Copy out all of the records below word for word, leaving out the pictures.

**Records for the task**
══════
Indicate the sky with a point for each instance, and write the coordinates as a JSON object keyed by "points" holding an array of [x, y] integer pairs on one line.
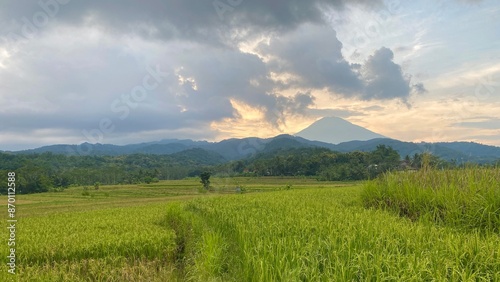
{"points": [[122, 72]]}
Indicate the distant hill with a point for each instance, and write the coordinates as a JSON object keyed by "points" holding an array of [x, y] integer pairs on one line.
{"points": [[335, 130], [235, 149]]}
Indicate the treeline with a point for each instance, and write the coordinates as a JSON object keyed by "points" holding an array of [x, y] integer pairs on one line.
{"points": [[328, 165], [320, 162], [41, 172]]}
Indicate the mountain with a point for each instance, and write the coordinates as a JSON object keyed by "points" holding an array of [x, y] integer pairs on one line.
{"points": [[335, 130], [235, 149]]}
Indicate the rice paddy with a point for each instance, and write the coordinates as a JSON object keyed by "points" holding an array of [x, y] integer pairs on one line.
{"points": [[276, 229]]}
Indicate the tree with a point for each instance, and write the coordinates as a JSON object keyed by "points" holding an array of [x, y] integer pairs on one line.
{"points": [[205, 179]]}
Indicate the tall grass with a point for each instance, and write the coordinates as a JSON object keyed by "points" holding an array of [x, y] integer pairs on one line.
{"points": [[326, 235], [465, 198]]}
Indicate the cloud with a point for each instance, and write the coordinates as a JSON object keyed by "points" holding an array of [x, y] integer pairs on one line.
{"points": [[383, 78], [204, 21], [491, 123], [313, 56], [82, 65]]}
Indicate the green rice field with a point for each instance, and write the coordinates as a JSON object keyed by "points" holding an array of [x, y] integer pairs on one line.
{"points": [[269, 229]]}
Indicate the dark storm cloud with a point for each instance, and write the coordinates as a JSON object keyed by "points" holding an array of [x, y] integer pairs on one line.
{"points": [[72, 64], [173, 18], [313, 55]]}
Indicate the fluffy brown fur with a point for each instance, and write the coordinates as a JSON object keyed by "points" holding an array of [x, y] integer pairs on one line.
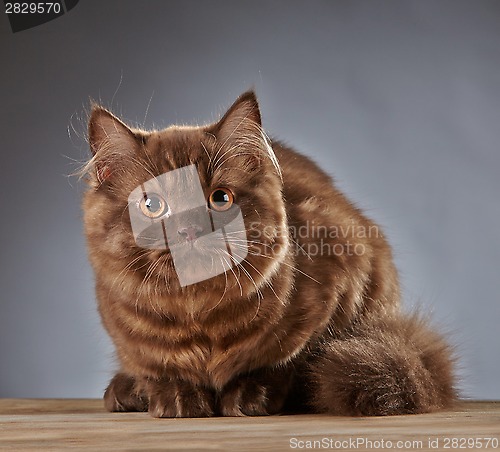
{"points": [[308, 319]]}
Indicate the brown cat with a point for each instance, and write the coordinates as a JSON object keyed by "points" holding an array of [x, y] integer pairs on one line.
{"points": [[305, 317]]}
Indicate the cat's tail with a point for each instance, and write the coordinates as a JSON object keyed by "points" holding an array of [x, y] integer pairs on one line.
{"points": [[384, 366]]}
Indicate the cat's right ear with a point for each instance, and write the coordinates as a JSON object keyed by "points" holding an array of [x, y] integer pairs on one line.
{"points": [[111, 141]]}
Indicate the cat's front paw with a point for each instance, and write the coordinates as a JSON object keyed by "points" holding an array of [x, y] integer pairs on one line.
{"points": [[122, 395], [176, 398], [258, 394]]}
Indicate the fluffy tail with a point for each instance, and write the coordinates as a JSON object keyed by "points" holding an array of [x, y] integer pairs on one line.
{"points": [[393, 365]]}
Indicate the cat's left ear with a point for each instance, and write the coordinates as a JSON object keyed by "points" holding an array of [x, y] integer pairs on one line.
{"points": [[241, 120], [111, 141]]}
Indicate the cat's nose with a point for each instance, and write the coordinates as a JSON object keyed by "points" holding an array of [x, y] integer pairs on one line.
{"points": [[191, 232]]}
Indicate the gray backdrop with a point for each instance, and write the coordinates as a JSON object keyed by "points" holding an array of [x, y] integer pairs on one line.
{"points": [[398, 99]]}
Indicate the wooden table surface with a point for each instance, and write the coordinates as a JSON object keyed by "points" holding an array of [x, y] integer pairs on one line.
{"points": [[61, 424]]}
══════
**Answer to this exercise**
Indicate the sky with a point for each instance, and write the coordinates as a JSON object keyed by "points" holding an array of [x, y] integer pairs on one line.
{"points": [[122, 72]]}
Indicate the distant hill with a point for each instance, and write the coordinates as a JSON object keyed by "points" holding an array of [x, y] integer pairs on one line.
{"points": [[335, 130], [235, 149]]}
Indicate the treeline with a point for each instance, and write the coordinates as a JSON object keyed by "points" holding an array of [x, y] integer pairs on one line.
{"points": [[328, 165], [320, 162], [41, 172]]}
Indicate the mountain with a point for each instance, and write the coordinates as a JSON object keyed by "points" holding an array of [x, y] integer pairs on one line.
{"points": [[335, 130], [235, 149]]}
Indicate the rice paddy with a point for each instance, and write the coordinates as a JSON object keyed by "points" holding an array of [x, y] integer pairs on one line.
{"points": [[276, 229]]}
Indicate the tree with a point for each instance, and write the coordinates as a JSON object keyed by "points" holding an array of [x, y] integer pairs on one line.
{"points": [[205, 179]]}
Indicate the tall grass with a point for each instance, and write the coordinates as a JSON object keyed by "points" holding an array of [x, y] integer pairs on one line.
{"points": [[326, 235], [465, 198]]}
Indicate the cloud with a point for each instance, and write the coordinates as a JSON object keyed by "points" holding an array of [x, y] integer pairs on one line.
{"points": [[383, 78], [204, 21], [491, 123], [313, 56], [82, 65]]}
Indicate the green rice field with a point for each instance, and write the coordinates as a JSON object keyed by "points" holding an array of [x, y] integer pairs on one line.
{"points": [[269, 229]]}
Indicate the dark storm cloud with a point for each instance, and write the coordinates as a JSON object keyed by "points" holding an array of [x, y] integer pairs on one line.
{"points": [[72, 64], [173, 18], [313, 55]]}
Indicate the fluffy brown fur with a point for each instance, and write the coordinates as a JSON object keyed by "points" holding an array of [x, y] integer pairs on one line.
{"points": [[308, 319]]}
Indicate the brown cat with a point for each instance, and write the coordinates as a JSON object keyed by "points" holding an array of [x, y] integer pairs on one line.
{"points": [[305, 317]]}
Indicate the cat's tail with a point for each instance, and write the coordinates as a JSON object keyed by "points" holding an array of [x, y] integer pairs on one line.
{"points": [[384, 366]]}
Indicate the cat's right ear with a point for each instance, and write the coordinates as a JSON object keyed by "points" holding an array of [x, y] integer pairs on one line.
{"points": [[111, 141]]}
Indicate the cat's front paw with a point for each instance, and write the coordinates as a JSON object keyed by "points" holding an array of [x, y] integer pairs on one line.
{"points": [[122, 395], [176, 398], [258, 394]]}
Indicate the fluffy tail with a point for each instance, and write the coordinates as a JSON object keyed by "points" holding an array of [x, y] integer pairs on one line.
{"points": [[393, 365]]}
Indicate the cat's left ear with a point for each instance, and write the coordinates as a JSON object keyed by "points" holding an array of [x, y] integer pairs on one line.
{"points": [[241, 120], [111, 141]]}
Indicate the cat's nose with a point for each instance, and write the coordinates as a JSON object keyed by "points" holding an array of [x, y] integer pairs on one line.
{"points": [[191, 232]]}
Indicate the gray backdrop with a point for each instance, and write the coordinates as a JSON object keyed by "points" holding an array of [x, y] integer pairs on one line.
{"points": [[398, 99]]}
Indicate the wooden table surface with a point for each instance, and write the coordinates as a JSON object keyed by "points" holding an array of [x, y] integer pairs on one line.
{"points": [[61, 424]]}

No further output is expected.